TASK: Count the lines in the material below that contain the string "grass", treating uppercase and lowercase as different, and give only the number.

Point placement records
——

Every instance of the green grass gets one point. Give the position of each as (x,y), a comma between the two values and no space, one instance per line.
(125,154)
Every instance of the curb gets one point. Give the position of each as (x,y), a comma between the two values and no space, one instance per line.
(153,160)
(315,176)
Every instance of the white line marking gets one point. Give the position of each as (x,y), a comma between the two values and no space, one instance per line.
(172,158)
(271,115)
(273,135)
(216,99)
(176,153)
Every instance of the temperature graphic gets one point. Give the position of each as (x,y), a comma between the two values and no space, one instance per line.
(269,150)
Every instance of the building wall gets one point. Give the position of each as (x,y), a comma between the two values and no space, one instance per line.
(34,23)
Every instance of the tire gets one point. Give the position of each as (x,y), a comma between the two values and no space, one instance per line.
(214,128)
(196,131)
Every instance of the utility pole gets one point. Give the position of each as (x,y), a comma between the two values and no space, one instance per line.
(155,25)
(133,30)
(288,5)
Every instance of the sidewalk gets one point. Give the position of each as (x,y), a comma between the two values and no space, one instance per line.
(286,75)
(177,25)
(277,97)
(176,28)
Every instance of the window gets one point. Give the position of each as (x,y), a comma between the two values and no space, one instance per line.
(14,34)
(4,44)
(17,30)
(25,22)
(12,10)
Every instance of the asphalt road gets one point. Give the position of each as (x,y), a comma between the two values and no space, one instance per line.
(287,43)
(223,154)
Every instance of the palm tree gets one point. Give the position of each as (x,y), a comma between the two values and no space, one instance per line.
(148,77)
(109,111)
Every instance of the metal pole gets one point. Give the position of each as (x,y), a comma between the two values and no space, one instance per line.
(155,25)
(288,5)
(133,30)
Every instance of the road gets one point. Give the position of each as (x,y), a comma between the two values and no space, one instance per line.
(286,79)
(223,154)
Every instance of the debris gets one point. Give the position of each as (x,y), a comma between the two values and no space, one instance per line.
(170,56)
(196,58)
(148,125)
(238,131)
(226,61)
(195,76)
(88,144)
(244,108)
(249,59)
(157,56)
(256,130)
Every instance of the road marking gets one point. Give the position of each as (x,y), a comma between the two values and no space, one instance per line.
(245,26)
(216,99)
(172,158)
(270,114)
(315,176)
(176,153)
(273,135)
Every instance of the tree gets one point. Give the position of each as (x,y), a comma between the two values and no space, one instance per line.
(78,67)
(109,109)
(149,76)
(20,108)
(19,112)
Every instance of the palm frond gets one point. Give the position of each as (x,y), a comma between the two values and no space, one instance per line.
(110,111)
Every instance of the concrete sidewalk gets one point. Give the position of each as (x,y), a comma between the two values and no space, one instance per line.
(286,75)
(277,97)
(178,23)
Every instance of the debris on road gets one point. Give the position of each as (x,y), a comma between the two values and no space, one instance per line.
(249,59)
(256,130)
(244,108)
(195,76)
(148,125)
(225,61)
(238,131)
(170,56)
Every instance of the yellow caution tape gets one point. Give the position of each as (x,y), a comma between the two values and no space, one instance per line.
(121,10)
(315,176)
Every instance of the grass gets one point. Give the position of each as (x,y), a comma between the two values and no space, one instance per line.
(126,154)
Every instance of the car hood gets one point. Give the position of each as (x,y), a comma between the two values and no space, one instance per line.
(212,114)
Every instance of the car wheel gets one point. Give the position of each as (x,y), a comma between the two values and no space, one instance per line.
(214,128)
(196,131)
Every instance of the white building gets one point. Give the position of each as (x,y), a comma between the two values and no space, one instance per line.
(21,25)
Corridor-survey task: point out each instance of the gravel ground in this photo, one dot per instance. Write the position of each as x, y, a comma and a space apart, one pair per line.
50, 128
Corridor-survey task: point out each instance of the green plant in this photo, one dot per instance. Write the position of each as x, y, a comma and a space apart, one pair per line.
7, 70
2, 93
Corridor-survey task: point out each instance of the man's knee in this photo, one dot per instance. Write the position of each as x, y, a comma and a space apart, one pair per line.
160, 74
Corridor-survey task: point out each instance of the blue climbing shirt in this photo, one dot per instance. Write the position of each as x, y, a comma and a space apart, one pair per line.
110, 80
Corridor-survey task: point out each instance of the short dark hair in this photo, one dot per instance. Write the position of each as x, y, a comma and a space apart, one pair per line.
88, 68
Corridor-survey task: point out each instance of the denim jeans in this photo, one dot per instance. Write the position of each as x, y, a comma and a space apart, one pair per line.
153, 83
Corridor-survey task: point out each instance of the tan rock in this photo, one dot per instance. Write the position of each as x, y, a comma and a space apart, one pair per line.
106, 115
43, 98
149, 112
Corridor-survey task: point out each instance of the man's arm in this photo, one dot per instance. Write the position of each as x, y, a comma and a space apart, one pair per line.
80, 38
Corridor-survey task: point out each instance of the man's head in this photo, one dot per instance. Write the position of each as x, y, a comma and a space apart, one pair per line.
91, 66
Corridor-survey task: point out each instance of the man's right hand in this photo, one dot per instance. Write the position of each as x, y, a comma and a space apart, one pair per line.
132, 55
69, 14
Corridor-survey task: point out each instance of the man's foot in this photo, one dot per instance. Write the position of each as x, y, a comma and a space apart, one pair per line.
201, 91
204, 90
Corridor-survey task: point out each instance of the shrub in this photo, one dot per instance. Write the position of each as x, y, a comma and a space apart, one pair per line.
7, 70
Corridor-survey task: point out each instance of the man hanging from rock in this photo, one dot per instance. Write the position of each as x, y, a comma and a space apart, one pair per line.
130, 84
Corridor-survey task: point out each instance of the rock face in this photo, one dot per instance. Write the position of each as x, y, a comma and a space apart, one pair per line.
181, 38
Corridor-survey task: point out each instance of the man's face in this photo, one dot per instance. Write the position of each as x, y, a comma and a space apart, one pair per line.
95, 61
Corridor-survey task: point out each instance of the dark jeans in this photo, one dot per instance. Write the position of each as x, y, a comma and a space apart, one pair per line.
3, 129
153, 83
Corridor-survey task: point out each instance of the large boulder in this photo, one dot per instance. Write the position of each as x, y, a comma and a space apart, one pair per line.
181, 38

——

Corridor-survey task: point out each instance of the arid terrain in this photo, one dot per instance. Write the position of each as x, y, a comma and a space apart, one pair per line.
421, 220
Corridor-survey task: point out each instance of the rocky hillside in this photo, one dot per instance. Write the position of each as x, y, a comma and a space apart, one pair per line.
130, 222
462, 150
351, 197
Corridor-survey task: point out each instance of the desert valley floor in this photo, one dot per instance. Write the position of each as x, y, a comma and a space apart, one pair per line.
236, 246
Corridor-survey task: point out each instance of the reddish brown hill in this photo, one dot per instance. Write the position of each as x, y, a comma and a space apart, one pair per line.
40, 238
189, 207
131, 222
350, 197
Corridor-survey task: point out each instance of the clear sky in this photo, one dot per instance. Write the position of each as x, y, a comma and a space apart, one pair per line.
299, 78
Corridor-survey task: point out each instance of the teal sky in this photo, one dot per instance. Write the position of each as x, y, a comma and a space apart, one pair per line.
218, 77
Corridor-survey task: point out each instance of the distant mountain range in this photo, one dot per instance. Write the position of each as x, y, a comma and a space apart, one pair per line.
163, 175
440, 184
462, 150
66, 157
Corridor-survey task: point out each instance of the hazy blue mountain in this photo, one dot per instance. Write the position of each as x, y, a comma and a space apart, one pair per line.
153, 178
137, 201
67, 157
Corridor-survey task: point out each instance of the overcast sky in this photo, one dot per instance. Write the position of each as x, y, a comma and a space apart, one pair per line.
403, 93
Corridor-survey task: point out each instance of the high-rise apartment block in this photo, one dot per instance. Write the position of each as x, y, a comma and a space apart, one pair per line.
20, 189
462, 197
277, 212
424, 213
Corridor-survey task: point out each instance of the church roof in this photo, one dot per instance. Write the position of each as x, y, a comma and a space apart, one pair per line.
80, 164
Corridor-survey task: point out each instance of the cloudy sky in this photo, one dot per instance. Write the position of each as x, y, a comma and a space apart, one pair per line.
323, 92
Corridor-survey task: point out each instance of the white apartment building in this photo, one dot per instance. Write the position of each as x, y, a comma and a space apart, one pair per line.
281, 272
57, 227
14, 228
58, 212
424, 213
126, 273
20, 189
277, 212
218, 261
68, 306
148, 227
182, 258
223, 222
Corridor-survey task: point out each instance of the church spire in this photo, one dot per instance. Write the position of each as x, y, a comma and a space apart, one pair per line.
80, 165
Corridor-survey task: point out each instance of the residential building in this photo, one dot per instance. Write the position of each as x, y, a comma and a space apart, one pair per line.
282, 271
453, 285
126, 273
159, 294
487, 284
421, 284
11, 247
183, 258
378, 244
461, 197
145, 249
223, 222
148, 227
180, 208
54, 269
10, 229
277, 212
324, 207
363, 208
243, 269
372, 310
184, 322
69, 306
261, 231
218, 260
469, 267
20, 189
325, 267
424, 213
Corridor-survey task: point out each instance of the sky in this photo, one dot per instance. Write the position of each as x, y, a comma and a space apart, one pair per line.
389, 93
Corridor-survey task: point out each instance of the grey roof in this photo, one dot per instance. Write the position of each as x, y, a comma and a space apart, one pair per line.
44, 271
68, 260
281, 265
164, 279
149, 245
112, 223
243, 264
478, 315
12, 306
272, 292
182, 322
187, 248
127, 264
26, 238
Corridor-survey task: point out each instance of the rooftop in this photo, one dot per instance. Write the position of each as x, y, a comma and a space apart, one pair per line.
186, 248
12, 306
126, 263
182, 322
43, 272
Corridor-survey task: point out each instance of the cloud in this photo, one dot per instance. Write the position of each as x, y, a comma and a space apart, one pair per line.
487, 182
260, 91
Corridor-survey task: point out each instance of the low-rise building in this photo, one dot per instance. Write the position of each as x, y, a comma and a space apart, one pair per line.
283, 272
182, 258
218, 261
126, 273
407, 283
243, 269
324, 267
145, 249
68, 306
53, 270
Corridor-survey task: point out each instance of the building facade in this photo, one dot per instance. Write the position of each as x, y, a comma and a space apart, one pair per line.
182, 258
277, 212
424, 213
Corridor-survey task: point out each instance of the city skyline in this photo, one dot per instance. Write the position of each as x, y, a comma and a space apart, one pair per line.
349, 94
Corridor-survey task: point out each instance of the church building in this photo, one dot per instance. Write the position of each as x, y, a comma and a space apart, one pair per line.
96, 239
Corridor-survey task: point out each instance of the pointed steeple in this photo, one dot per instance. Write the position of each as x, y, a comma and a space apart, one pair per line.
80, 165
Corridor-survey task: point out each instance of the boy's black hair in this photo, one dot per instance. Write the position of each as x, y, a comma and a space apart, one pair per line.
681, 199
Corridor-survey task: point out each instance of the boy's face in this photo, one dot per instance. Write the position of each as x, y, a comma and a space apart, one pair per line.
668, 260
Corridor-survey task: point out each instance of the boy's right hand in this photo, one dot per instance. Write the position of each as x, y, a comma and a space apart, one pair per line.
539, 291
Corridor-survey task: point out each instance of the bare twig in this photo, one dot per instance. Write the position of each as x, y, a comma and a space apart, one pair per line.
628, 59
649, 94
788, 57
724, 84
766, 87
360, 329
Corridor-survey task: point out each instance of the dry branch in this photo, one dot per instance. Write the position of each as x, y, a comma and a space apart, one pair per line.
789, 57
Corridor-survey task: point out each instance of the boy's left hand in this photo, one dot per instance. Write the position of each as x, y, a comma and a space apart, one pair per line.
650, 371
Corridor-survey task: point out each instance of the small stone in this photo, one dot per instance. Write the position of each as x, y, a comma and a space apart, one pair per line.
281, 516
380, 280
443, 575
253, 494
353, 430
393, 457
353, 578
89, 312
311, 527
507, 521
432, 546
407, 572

——

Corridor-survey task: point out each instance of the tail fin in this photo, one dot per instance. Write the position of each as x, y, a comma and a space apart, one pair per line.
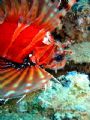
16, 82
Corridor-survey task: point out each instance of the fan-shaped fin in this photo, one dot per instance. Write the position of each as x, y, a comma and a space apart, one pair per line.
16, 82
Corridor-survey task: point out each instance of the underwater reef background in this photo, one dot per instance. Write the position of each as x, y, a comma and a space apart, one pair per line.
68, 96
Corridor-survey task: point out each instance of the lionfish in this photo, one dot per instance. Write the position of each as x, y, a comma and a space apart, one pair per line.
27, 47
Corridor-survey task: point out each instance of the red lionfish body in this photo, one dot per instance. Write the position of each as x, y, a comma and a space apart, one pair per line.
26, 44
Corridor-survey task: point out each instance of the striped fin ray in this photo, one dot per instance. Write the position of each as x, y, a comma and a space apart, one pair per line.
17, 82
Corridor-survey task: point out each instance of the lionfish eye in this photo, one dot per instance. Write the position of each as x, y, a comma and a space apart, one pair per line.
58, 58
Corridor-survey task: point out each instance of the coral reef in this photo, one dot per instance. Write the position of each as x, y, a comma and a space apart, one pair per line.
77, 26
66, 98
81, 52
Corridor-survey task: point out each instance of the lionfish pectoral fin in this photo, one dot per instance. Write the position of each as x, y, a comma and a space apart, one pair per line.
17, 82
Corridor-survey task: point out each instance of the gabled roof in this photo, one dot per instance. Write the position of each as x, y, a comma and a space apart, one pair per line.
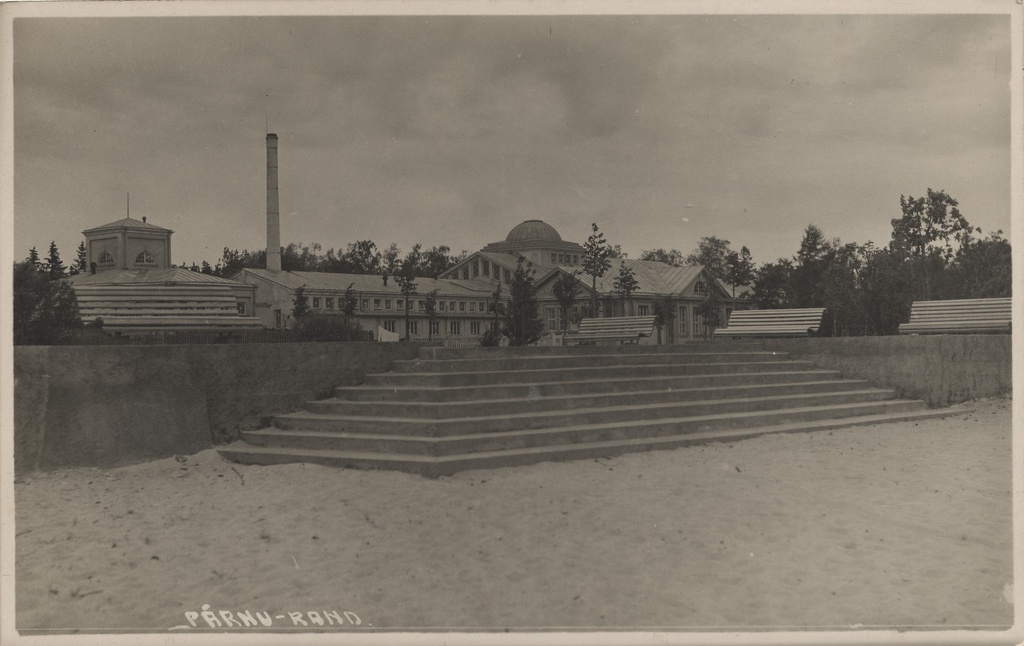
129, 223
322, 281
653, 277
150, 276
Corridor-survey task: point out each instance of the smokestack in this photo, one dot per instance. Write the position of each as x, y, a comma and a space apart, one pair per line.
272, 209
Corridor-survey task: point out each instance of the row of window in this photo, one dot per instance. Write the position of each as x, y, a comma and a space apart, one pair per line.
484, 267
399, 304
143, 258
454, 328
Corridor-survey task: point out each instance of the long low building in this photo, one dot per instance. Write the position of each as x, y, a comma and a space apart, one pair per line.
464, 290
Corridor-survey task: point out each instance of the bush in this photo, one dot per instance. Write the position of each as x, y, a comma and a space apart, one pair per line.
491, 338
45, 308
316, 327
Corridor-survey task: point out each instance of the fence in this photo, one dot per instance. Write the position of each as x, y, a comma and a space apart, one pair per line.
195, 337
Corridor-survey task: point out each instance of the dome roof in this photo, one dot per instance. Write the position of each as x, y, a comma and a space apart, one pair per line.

——

REPLY: 2